Naturally, since I need to write a speech, get a haircut, buy pants, a belt and a bra, pack and organize the daylights out of the family and the house so they can keep it together while I’m gone all before Wednesday…

I’m knitting. (I finished the Bohus Guld. It’s blocked and beautiful and I love it. It fits like I had dreamed and it’s the best thing I own right now. I’d show you pictures but it’s snowing today and too wet to go out and too dark to take pictures inside. Tomorrow, if the weather is better.) The gansey was pulled from its resting place and I worked on it until I came to the place where I have to begin the neckhole.


I need to stop here and hold it up to Joe and measure the width and depth of his neck. This gansey will have saddle shoulders, so I need now to decide what the centre motif of the sleeves will be, since that’s what will run across the top of the shoulder. However wide that is, I subtract it from the front and back and that messes with my neckhole. Plus, Joe told me last night that he doesn’t want the neck too big – or too small. That he really wants the neck exactly right. That odd necks really bug him. He wondered what he should do if he didn’t like the neck. Should he tell me? Could I take it out and knit it again if it was too big or too small or too wide or too deep?


I stared.

Seriously. I stared some more. I’ve lock washed this fleece. Then I carded it all. Then I spun it all into singles, then I plied it into dk weight three ply (THREE PLY) then skeined it, I washed it to set the twist, I wound it into balls and I started knitting, designing and researching a traditional gansey on the freakin’ fly. It is taking forever. It is a bucket of work. It is an homage to my stinking love for him.

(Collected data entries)
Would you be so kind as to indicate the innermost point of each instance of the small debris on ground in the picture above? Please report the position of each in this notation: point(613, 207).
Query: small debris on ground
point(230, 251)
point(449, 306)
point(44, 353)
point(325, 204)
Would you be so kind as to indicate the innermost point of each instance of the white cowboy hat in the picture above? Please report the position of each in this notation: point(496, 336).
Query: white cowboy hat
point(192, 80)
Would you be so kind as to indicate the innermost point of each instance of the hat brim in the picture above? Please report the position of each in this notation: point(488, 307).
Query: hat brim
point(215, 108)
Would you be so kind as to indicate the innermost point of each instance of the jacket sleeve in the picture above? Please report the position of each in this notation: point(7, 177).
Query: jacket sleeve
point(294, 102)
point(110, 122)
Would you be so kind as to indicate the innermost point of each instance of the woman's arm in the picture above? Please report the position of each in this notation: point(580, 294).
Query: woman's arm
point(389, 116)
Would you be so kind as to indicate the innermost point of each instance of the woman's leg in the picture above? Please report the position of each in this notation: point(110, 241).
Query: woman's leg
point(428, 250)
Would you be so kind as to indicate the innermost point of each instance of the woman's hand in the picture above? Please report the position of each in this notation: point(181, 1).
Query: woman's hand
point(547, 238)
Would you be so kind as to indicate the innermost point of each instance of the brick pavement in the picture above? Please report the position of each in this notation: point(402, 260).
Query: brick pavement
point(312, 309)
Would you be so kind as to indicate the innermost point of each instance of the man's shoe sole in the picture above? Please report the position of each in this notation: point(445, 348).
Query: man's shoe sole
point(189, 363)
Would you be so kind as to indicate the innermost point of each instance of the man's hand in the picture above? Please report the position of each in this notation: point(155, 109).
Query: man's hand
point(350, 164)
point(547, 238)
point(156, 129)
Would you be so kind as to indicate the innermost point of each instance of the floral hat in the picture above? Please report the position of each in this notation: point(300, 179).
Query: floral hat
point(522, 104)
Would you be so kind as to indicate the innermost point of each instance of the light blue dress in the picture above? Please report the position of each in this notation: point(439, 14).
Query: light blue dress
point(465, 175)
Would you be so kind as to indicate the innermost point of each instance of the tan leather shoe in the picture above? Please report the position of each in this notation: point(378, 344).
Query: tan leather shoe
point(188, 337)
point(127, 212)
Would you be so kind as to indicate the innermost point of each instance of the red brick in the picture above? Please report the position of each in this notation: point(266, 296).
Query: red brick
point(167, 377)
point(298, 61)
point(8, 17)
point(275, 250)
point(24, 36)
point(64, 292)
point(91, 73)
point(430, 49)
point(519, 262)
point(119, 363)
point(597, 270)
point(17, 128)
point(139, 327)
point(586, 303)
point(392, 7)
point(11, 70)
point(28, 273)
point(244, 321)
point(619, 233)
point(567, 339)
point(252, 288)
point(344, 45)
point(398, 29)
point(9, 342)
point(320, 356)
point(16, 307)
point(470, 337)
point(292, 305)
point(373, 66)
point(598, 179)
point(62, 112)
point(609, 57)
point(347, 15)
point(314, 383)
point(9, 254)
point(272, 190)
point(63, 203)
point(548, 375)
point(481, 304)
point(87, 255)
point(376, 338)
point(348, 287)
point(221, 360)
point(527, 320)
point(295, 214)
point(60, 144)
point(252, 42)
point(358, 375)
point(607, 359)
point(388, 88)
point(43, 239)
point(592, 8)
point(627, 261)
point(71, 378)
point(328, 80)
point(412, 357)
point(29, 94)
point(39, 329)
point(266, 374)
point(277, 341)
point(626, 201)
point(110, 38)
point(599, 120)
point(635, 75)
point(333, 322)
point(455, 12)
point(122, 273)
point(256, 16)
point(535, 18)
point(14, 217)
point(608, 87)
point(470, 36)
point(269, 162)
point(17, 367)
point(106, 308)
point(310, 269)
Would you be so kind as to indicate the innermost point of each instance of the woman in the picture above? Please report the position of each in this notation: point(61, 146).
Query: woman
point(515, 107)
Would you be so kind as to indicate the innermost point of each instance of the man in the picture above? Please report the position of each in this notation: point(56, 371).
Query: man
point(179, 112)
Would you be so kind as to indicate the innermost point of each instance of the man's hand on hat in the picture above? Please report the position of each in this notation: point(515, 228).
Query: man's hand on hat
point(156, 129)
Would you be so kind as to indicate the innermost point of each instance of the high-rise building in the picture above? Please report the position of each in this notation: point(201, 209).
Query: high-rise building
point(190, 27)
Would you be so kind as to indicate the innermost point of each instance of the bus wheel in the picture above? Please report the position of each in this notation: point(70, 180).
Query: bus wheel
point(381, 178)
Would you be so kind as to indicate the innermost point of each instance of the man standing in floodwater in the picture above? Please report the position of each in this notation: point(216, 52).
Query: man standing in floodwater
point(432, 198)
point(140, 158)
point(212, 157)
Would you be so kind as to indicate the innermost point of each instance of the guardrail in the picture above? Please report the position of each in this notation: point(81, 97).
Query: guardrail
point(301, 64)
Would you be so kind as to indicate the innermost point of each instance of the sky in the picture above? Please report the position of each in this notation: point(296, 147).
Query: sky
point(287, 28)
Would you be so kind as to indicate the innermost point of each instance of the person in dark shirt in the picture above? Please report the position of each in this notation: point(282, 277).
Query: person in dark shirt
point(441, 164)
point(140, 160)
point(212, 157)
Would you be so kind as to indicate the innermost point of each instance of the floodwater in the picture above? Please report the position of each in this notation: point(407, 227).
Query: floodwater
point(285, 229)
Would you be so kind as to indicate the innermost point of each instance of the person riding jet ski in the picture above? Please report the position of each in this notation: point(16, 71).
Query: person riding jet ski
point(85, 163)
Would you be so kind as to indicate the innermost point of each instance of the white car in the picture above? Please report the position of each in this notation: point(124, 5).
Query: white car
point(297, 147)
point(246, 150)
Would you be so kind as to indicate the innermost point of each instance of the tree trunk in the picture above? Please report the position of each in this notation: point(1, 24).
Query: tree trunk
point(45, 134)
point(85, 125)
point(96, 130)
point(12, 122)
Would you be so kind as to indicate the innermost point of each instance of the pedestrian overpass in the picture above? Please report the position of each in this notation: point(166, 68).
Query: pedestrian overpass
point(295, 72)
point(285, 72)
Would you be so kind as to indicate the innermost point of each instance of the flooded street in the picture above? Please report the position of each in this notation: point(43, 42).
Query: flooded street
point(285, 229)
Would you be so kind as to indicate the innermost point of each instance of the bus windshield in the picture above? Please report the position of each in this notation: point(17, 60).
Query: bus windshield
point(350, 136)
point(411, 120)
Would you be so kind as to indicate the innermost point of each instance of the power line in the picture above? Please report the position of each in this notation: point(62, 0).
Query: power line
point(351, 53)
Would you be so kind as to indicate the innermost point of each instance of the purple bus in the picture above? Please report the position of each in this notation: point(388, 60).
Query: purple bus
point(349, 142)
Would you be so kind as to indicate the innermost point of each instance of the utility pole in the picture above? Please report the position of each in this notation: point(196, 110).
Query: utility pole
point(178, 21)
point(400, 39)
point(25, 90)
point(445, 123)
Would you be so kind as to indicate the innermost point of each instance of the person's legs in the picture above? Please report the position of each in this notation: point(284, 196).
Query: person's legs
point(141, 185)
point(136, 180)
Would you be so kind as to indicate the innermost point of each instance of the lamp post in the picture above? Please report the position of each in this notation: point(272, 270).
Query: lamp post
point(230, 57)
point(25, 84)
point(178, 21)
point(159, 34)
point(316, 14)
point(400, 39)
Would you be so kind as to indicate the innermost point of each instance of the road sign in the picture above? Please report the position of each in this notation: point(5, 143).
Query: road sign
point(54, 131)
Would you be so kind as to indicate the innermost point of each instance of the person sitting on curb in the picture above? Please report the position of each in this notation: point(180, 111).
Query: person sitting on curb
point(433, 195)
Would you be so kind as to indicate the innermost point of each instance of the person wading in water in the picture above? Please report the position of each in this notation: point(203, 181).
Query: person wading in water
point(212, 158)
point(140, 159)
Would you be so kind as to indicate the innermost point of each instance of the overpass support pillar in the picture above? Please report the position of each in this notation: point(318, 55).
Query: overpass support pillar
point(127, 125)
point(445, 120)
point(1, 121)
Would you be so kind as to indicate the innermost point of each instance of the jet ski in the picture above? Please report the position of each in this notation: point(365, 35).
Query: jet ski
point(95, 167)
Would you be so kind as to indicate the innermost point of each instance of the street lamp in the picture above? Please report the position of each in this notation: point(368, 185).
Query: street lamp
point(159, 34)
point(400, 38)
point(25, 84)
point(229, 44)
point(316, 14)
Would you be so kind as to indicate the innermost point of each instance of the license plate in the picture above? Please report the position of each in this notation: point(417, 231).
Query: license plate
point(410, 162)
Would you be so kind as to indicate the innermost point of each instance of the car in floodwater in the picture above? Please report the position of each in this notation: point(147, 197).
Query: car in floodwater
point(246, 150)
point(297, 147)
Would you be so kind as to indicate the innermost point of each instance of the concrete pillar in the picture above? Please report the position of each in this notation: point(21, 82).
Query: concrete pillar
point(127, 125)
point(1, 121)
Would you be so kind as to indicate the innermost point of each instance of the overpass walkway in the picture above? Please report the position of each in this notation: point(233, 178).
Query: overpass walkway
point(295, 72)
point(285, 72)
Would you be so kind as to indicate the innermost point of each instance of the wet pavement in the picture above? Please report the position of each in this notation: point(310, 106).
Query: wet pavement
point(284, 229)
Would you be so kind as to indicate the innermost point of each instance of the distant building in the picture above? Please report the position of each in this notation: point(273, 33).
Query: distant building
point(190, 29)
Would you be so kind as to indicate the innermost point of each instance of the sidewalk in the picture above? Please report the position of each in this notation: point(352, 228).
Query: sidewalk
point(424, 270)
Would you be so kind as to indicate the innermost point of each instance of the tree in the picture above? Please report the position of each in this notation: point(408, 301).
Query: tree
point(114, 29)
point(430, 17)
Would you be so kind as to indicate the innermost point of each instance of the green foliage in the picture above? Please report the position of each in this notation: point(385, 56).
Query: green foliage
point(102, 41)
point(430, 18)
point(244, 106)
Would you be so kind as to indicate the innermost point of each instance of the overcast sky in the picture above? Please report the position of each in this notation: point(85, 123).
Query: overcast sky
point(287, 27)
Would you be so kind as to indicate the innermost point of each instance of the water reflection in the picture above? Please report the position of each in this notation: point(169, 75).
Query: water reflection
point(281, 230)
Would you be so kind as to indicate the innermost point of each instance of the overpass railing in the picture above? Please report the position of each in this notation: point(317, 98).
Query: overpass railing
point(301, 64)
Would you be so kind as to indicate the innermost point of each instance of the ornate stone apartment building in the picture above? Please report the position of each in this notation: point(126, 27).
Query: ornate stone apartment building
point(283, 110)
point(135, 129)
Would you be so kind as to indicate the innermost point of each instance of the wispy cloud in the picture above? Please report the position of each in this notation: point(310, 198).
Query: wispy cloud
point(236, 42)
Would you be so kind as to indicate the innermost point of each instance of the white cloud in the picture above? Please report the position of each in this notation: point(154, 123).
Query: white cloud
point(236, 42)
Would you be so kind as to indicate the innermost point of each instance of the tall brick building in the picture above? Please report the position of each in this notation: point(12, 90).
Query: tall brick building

# What you need to do:
**A)** Convert the records, starting with the line that contains "notation: point(7, 177)." and going on through the line that contains "point(389, 116)", into a JSON list of strings with one string per line and blank lines left out.
**B)** Carry on the gansey-knitting excerpt from the point where it stops.

# Answers per task:
**A)**
[
  "Would you be so kind as to indicate the innermost point of each instance of the jacket sleeve in the picture above? Please report the position of each in this notation: point(7, 177).",
  "Query: jacket sleeve",
  "point(294, 102)",
  "point(110, 122)",
  "Would you be so kind as to indicate the innermost point of each instance of the woman's arm in the picture above? Please report the position of each in this notation: point(580, 294).",
  "Query: woman's arm",
  "point(389, 116)"
]

**B)**
What should he do if he doesn’t like the neck when I’m done?

I chose my words very carefully, to be sure that I was understood.

“What you should do Joe, if the neck is not right when I am finished knitting this gansey…is Pretend. Fake it. Wear it every day for the rest of your life with pride and humility and never speak, for one second of any moment you have left on this earth, of any dissatisfaction you might have, in any way, with your HAND SPUN, HAND KNIT GANSEY.”


PS: New stuff has been added to the
Represent page. New tour guides, a sit and knit in a restaurant to kill time between events…a free sock pattern, a party in Australia (without me. Bummer.) and an address to mail hats to for the Pittsburgh event and the Victoria event.)

In addition to all of that? Jayme-the-wonder-publicist has arranged with the
craft yarn council for everyone who comes to the event in NYC to get a bag with yarn and needles to knit squares for Warm Up America. I hear it’s wool. This just keeps getting better. Free yarn. Nice one Jayme.